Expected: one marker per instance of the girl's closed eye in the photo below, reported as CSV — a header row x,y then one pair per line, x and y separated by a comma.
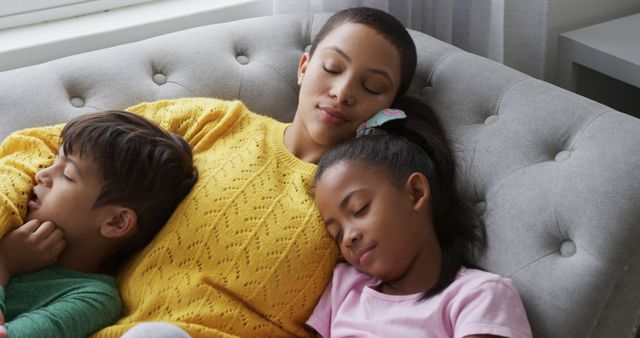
x,y
362,210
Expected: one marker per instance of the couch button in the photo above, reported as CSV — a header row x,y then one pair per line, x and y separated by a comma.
x,y
563,155
242,59
159,79
491,120
77,102
568,248
481,207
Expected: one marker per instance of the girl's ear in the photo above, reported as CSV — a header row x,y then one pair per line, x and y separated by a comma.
x,y
122,223
419,190
302,66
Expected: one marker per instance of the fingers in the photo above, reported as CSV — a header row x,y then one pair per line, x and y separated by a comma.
x,y
45,230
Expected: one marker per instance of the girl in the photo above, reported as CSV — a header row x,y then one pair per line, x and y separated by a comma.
x,y
389,202
247,254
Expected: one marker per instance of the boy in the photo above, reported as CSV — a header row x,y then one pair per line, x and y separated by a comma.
x,y
116,180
──────────────────────────────
--- WORK ITEM ---
Would you reproduce the records exactly as they stand, but without the pictures?

--- RESPONSE TO THE EXERCISE ---
Expected: one marker per instance of the girl's closed eye in the photo below, reported as CSV — a header row x,y then one pair per line, x and y separated by a comma.
x,y
362,210
Expected: one marker per instance of the couch button in the photo above, reported as CSV — a header row x,y then one pair per line, x and y separated by a comma.
x,y
563,155
242,59
159,79
491,120
77,102
568,248
481,207
Expected: one marker per instance of the girl's ear in the photo above, reported as CSV — a header row x,y then one pair per line, x and y separated by a comma.
x,y
122,223
419,190
302,66
Expected: one marker per instance of the fingers in the photo above, reported as CSV — a header row x,y then one pair per line, x and y separated by a comma.
x,y
45,230
Expected: one marker per instance of the girl in the photo above, reported as CSV — a header row x,y then one pair per line, x and y separated by a comma.
x,y
389,202
247,254
Expected: one marker per instance of the boy in the photo above, reported as CSV — a header row x,y then one pair per line, x and y separated by a comma.
x,y
116,180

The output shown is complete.